_Document section_
....................

This was especially true if genocide was invoked to refer to the massacre of the Palestinian population, for it was intolerable that the descendants of a people who had been the victim of the greatest genocide should be accused of perpetrating one. Good conscience was thus on the side of those supporting the collective punishment of the Palestinians. In short, not only were values inverted, but the very foundation they rested on became unstable.

Language Dies

“From time to time, language dies,” writes the Palestinian poet Fady Joudah. “It is dying now. Who is alive to speak it?” In the numerous exchanges I have had over these last months with people who do, or do not, share my view of what consent to the obliteration of Gaza means, two things have emerged: not only has the space for speech been restricted by the threats that hang over it, but there are no words to express what is taking place.

All were conscious that, stunned and powerless, we were witnessing a major event in contemporary history whose moral consequences, political fallout, and intellectual implications would be considerable. But the language to describe it seemed somehow dead.

Or rather an attempt was underway to induce its death by imposing a vocabulary and grammar of the facts, by prescribing what must be said and condemning what must not be said, on pain of being singled out for public disgrace, ostracized from polite society, relieved of one’s responsibilities, removed from one’s institution, deprived of an income, stripped of a prize, excluded from a conference, subjected to a police inquiry, or even summoned to appear before a court.

....................

_Supplied material_
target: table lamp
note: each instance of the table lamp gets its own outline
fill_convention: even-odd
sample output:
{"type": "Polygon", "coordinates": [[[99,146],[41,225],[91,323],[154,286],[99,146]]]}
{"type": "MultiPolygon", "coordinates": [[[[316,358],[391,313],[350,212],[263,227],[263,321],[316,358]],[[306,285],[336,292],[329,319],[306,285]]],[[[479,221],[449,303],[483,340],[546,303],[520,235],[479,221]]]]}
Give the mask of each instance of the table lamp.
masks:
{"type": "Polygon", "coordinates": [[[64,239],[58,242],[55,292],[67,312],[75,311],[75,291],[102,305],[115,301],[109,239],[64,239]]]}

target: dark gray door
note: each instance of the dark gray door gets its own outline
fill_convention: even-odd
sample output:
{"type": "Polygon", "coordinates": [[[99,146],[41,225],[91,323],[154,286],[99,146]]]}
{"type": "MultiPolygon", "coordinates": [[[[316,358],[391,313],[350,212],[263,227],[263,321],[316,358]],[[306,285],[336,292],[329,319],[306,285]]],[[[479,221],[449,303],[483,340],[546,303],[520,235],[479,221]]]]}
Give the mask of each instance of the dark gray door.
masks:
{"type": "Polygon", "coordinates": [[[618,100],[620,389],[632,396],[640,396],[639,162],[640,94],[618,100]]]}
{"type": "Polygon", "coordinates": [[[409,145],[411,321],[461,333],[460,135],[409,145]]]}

....................

_Task requirements_
1. How would you render this sentence from the passage on the death of language in Spanish: "Good conscience was thus on the side of those supporting the collective punishment of the Palestinians."?
2. Can you reproduce word for word the part of the passage on the death of language starting with "All were conscious" and going on through "before a court."?

_Outputs in order_
1. Así, la buena conciencia estaba del lado de quienes apoyaban el castigo colectivo de los palestinos.

2.
All were conscious that, stunned and powerless, we were witnessing a major event in contemporary history whose moral consequences, political fallout, and intellectual implications would be considerable. But the language to describe it seemed somehow dead.

Or rather an attempt was underway to induce its death by imposing a vocabulary and grammar of the facts, by prescribing what must be said and condemning what must not be said, on pain of being singled out for public disgrace, ostracized from polite society, relieved of one’s responsibilities, removed from one’s institution, deprived of an income, stripped of a prize, excluded from a conference, subjected to a police inquiry, or even summoned to appear before a court.